#### [Your goal]
Copy the listing below verbatim, from its first line through the line containing "[24,146,159,180]", and leave the pictures out of your copy.

#### [Data provided]
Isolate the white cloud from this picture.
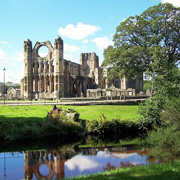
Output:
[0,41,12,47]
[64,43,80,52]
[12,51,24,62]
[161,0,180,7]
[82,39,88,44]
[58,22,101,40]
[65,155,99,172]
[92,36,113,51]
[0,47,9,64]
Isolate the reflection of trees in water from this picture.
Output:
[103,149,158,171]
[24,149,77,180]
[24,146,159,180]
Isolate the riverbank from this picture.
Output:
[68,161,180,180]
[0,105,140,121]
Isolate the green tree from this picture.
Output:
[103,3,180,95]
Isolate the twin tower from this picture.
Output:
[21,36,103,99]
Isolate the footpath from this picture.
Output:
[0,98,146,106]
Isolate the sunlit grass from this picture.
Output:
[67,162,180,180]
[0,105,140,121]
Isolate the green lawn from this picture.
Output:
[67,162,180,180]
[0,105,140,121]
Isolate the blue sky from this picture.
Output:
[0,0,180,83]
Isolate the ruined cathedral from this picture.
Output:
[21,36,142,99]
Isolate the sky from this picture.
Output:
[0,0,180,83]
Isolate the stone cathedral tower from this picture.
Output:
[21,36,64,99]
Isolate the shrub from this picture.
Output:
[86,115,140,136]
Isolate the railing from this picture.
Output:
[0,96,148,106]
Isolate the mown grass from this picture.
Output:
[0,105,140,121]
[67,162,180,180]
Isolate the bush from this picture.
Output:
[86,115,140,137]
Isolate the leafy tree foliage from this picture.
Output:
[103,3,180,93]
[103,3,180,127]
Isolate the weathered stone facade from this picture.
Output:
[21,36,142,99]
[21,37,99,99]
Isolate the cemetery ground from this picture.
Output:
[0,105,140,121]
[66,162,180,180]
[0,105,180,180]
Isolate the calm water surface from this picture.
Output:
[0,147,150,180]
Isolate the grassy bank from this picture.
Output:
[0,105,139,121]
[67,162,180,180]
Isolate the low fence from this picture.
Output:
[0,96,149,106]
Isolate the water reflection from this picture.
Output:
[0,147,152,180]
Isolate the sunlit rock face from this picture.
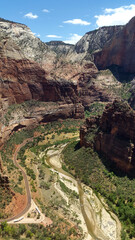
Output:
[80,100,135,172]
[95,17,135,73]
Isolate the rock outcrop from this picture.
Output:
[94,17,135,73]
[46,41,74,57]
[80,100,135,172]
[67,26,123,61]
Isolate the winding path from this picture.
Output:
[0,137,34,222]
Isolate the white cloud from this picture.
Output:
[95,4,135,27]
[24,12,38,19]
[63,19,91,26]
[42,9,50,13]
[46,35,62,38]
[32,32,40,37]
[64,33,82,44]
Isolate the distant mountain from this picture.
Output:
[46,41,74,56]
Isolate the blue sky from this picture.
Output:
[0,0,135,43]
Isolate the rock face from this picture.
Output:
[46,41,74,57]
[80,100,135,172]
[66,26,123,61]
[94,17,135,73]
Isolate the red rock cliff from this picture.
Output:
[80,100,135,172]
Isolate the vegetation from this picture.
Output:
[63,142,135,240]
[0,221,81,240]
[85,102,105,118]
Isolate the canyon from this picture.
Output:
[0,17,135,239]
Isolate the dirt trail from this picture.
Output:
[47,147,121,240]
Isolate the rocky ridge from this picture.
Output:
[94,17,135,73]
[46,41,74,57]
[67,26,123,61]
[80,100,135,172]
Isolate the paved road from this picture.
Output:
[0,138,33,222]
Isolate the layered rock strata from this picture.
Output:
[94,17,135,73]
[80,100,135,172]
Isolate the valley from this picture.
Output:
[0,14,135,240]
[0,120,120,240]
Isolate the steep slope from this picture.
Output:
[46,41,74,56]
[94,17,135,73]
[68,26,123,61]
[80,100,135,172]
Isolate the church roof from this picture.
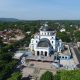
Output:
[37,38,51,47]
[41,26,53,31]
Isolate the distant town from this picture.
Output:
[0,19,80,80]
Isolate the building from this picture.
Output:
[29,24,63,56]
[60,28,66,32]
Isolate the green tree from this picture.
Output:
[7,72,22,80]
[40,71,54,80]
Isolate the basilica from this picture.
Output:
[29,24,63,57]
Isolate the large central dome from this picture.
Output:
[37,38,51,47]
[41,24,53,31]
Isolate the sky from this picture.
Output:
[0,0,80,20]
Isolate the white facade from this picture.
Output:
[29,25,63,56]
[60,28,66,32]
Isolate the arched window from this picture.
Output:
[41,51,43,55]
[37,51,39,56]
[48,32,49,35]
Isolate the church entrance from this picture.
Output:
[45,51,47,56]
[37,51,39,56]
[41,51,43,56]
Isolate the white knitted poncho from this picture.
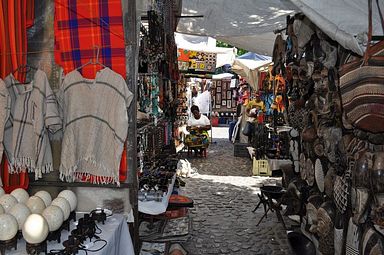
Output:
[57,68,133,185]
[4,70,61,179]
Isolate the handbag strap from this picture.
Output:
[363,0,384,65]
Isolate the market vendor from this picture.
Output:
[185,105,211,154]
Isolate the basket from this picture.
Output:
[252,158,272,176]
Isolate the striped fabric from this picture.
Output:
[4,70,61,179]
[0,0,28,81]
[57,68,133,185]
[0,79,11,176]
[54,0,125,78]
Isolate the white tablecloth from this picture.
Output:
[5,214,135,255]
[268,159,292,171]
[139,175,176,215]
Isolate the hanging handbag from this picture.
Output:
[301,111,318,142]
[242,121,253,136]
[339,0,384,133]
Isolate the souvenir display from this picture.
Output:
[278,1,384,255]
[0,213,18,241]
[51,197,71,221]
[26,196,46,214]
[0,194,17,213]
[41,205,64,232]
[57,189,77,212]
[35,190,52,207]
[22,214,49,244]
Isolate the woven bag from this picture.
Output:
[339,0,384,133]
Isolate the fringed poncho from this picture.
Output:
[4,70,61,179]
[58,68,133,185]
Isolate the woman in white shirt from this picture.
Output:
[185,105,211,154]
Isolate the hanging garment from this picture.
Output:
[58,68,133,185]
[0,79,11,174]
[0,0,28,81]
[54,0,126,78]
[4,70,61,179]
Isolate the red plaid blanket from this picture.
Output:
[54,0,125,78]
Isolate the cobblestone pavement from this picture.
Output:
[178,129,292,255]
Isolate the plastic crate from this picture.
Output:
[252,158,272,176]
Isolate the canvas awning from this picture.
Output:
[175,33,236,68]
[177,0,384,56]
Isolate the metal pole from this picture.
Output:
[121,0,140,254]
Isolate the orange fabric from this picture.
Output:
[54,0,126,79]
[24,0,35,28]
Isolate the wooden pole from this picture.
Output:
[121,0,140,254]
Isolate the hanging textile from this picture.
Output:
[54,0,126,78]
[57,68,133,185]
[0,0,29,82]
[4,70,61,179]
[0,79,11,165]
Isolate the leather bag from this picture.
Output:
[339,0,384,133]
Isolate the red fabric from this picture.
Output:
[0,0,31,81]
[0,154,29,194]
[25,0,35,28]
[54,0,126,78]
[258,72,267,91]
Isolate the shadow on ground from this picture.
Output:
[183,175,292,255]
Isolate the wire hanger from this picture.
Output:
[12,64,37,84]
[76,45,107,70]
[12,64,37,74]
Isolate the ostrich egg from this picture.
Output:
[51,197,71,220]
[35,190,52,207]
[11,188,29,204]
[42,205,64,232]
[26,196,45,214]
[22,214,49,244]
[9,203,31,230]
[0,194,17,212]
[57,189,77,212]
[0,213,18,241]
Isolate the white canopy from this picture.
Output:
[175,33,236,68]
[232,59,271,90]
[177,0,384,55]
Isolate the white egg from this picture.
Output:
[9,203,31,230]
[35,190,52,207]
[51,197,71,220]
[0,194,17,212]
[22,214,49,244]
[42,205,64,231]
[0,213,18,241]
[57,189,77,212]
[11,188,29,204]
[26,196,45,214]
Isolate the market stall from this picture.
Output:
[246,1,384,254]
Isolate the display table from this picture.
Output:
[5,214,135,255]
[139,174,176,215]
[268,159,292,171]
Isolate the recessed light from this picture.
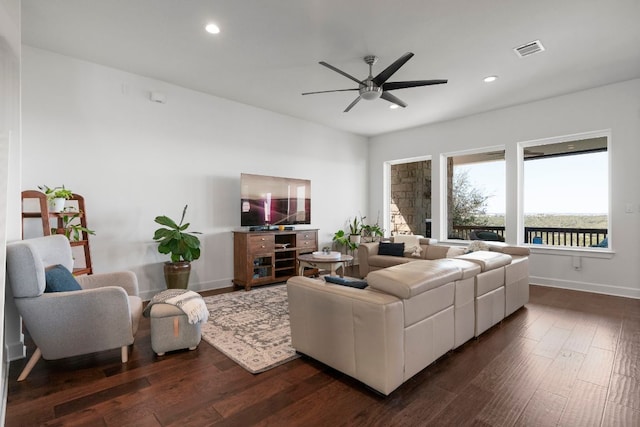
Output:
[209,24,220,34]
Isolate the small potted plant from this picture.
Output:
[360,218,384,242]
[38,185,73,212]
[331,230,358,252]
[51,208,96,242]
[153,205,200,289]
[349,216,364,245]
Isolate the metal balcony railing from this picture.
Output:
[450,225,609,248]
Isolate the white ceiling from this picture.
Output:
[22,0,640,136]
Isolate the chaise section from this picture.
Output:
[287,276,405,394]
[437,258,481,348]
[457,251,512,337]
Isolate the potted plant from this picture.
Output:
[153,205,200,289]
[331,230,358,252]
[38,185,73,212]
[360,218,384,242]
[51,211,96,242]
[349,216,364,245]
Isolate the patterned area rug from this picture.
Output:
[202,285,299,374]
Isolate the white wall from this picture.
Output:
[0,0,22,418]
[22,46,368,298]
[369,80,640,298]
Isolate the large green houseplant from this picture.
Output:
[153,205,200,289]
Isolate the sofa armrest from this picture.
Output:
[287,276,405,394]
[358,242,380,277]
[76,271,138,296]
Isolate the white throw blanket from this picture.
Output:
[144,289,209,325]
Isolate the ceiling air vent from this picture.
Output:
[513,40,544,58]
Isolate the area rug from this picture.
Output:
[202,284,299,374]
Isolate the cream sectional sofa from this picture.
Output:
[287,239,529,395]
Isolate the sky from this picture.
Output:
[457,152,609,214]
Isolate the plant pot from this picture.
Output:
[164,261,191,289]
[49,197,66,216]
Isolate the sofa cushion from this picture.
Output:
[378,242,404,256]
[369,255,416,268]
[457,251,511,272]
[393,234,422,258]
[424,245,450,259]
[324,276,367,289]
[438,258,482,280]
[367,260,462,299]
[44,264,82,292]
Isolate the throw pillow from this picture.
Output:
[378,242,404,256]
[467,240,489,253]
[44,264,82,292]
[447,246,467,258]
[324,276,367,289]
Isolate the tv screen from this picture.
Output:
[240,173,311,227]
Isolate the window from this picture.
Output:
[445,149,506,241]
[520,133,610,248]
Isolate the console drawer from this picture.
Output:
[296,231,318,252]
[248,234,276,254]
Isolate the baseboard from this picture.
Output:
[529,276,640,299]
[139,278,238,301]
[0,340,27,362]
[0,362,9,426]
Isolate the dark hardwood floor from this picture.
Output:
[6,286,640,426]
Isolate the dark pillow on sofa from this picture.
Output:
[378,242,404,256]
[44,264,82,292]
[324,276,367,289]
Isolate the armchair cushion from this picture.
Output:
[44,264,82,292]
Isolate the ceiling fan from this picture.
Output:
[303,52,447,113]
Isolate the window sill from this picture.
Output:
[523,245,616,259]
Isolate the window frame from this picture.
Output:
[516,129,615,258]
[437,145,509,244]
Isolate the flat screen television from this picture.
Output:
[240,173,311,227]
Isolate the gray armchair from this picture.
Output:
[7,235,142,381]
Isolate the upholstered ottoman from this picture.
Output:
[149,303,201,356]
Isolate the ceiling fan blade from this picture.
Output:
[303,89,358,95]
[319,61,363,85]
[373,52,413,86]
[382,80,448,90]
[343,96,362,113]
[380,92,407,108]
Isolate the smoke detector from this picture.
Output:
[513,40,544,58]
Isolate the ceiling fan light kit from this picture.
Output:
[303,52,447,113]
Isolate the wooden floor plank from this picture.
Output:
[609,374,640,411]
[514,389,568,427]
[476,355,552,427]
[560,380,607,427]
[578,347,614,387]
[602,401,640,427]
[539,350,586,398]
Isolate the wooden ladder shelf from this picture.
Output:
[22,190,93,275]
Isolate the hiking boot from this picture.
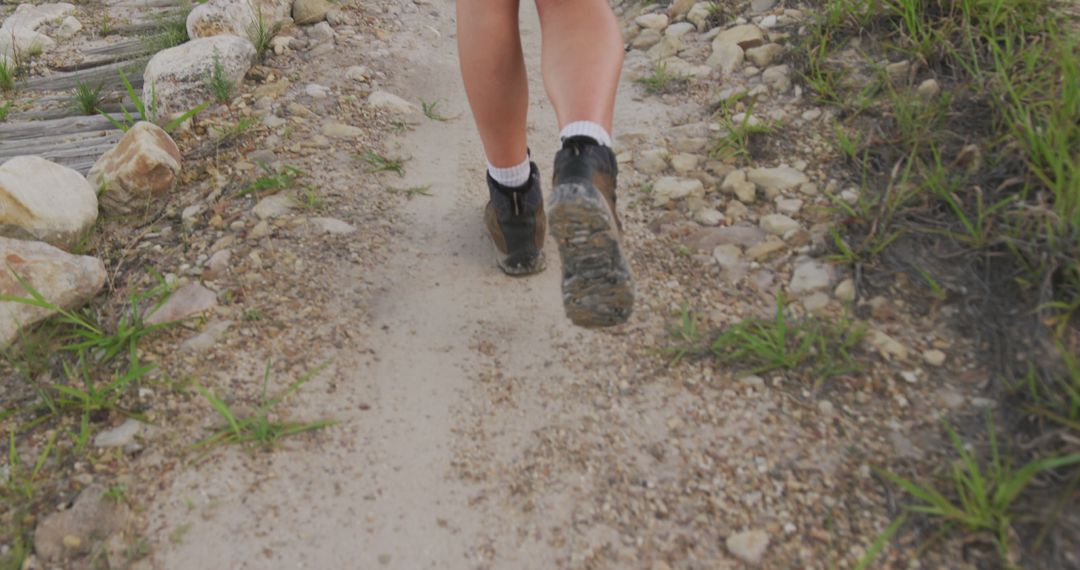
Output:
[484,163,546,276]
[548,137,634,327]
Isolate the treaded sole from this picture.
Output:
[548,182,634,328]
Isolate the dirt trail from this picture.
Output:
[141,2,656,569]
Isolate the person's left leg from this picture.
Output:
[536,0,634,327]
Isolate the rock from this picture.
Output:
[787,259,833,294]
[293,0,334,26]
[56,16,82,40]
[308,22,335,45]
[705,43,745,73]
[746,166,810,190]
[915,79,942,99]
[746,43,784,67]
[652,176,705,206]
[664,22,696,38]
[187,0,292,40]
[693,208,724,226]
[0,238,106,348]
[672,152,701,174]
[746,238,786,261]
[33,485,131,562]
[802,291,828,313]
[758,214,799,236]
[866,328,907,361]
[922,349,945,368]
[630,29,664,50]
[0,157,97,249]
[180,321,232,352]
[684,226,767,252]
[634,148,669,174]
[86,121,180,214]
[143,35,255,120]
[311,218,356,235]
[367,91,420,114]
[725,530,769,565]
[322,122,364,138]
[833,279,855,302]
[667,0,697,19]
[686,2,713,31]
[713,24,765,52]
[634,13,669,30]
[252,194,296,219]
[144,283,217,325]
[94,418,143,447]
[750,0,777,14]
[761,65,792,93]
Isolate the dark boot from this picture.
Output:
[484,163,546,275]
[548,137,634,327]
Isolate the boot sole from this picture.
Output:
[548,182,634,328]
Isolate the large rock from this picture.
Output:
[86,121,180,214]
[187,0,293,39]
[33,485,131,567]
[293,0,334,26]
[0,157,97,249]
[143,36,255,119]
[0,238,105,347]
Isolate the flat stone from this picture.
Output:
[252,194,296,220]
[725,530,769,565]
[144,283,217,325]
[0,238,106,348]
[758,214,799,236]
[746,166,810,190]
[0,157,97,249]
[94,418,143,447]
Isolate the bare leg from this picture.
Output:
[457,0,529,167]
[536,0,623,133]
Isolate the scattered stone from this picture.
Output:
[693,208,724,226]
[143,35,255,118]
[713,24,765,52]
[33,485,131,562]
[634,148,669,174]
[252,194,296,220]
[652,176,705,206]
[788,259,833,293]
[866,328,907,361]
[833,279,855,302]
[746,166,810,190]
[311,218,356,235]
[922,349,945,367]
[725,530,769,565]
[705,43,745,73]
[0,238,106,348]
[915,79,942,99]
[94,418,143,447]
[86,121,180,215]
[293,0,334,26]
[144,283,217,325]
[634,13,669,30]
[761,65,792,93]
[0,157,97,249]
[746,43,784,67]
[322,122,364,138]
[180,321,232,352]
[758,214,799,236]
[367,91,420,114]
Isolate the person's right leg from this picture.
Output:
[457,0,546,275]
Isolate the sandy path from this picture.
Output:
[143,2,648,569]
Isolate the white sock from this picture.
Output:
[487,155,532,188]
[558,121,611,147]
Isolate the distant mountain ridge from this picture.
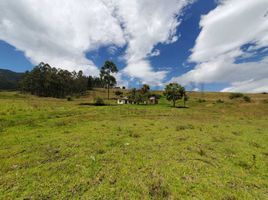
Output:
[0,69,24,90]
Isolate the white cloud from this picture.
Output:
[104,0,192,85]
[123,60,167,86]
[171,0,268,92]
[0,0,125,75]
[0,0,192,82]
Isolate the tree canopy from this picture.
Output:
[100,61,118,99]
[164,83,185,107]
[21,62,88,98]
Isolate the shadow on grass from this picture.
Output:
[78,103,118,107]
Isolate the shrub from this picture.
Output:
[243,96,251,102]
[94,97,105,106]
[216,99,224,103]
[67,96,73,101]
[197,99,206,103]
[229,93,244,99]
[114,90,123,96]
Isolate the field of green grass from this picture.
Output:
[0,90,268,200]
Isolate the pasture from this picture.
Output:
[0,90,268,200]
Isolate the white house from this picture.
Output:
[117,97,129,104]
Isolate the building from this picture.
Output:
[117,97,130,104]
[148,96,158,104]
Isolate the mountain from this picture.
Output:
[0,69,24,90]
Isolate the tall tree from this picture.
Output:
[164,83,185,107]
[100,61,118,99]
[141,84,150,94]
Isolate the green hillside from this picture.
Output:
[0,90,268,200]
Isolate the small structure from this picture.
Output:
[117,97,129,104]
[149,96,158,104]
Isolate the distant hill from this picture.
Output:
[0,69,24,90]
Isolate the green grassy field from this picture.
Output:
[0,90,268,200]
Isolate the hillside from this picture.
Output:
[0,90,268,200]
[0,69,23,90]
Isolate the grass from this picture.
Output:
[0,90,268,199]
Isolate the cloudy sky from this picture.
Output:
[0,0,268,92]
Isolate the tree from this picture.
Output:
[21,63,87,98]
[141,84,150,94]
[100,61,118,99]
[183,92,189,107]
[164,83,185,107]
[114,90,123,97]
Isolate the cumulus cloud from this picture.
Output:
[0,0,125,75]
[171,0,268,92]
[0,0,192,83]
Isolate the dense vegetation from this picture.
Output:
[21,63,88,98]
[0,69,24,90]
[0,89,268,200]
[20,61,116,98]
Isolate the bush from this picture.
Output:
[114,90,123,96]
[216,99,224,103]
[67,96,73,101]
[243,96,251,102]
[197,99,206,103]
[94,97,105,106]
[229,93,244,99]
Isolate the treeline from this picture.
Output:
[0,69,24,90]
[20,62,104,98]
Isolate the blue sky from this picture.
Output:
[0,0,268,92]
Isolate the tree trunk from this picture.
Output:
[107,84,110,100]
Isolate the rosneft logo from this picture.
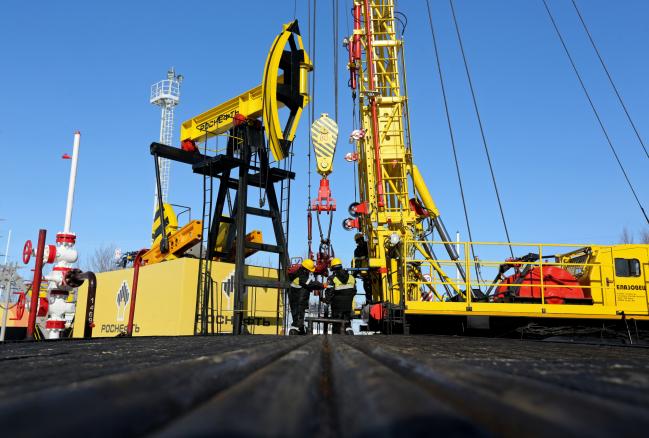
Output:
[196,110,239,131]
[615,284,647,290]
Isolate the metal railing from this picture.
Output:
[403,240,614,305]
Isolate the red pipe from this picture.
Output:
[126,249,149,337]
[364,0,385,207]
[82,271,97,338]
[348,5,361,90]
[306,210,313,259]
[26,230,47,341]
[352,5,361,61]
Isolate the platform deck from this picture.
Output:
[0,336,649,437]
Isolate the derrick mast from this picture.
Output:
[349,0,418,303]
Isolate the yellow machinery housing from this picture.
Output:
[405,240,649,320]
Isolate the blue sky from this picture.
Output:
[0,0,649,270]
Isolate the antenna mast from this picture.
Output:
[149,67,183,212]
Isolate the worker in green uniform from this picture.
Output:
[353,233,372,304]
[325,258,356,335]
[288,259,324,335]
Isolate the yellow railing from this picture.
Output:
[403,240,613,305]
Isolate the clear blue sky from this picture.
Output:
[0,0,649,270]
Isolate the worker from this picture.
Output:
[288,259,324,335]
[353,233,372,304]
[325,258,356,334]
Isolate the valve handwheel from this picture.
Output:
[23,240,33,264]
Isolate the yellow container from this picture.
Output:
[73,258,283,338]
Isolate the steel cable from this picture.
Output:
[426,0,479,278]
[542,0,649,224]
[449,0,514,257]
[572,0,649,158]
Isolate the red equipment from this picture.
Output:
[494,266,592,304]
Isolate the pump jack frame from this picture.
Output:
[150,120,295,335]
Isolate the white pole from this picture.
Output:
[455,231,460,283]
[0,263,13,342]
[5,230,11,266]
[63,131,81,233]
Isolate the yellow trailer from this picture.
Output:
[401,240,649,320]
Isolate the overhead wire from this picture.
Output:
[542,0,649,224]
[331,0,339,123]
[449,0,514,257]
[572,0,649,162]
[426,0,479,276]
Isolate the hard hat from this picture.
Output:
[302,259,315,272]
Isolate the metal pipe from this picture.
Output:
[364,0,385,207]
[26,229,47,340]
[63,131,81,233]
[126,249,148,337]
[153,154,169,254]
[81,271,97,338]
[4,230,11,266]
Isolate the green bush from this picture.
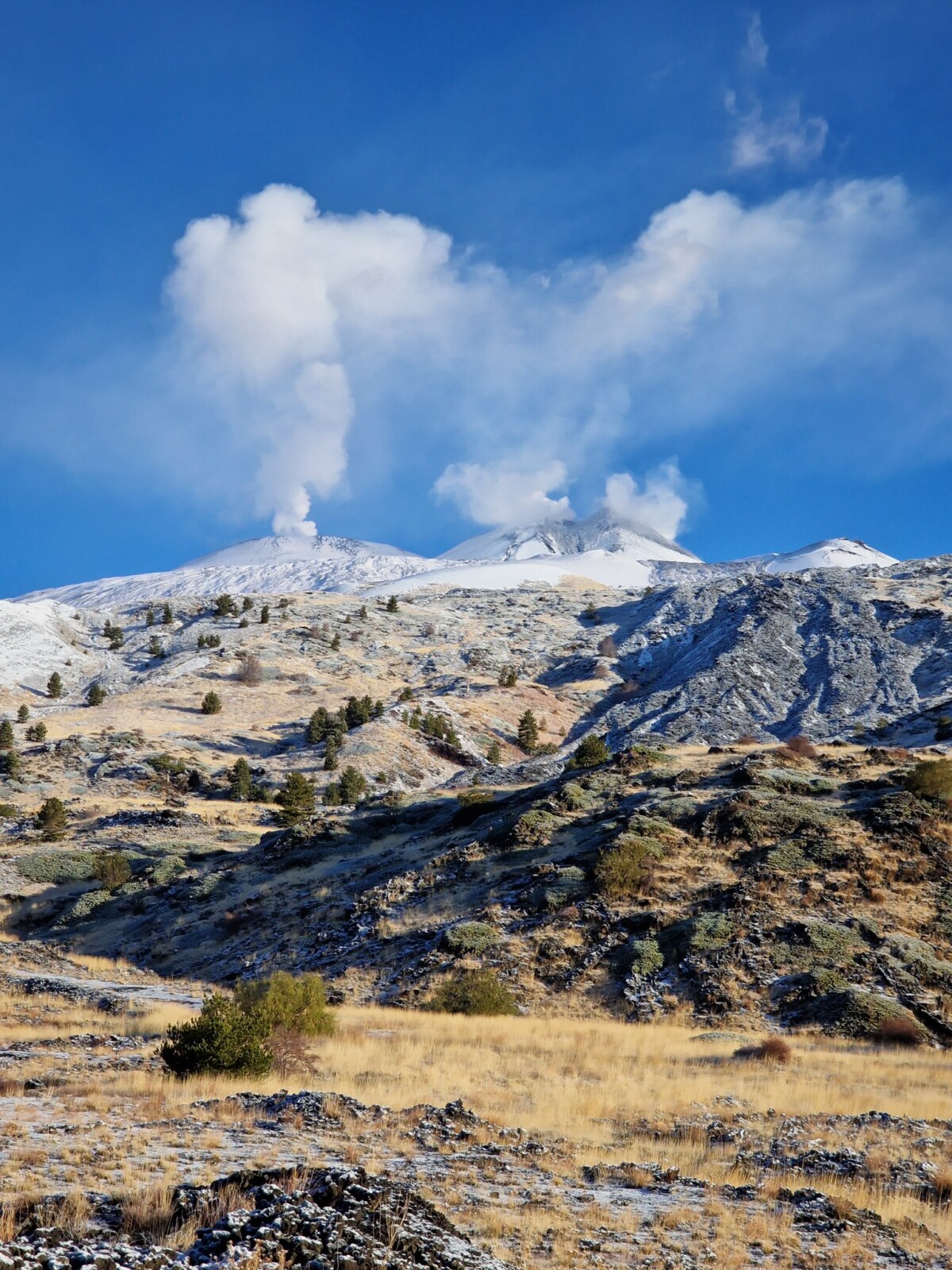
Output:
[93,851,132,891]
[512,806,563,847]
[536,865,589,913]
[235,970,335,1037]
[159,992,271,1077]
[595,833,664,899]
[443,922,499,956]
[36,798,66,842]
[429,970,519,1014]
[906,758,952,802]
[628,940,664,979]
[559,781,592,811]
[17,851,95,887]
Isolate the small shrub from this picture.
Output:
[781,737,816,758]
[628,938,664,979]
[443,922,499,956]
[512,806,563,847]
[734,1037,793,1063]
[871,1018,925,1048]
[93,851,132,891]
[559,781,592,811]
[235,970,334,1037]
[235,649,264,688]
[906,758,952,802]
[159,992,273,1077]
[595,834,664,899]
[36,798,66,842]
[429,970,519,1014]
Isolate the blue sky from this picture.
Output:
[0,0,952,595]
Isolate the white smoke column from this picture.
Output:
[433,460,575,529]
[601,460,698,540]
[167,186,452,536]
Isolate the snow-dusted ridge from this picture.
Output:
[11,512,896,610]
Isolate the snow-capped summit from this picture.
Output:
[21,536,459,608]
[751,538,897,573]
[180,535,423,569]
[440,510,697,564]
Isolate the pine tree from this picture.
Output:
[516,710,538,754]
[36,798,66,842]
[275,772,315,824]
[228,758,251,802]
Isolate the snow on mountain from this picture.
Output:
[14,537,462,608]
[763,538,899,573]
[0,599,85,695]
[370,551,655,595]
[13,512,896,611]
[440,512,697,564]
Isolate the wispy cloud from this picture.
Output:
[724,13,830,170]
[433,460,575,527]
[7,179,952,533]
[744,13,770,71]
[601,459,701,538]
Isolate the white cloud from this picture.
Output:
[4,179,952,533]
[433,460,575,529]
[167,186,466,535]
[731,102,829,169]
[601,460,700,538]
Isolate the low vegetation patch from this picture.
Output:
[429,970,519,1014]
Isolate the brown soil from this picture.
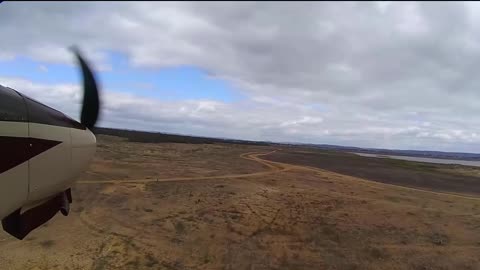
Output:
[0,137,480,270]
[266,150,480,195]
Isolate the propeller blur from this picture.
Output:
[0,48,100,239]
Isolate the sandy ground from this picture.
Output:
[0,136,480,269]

#### [Solution for this task]
Isolate the white cloud from this picture.
Output:
[0,41,12,47]
[64,43,80,52]
[12,51,24,62]
[161,0,180,7]
[82,39,88,44]
[58,22,101,40]
[65,155,99,172]
[92,36,113,51]
[0,47,9,64]
Isolate the reflection of trees in water from this picture.
Output:
[103,149,158,171]
[24,149,77,180]
[24,146,159,180]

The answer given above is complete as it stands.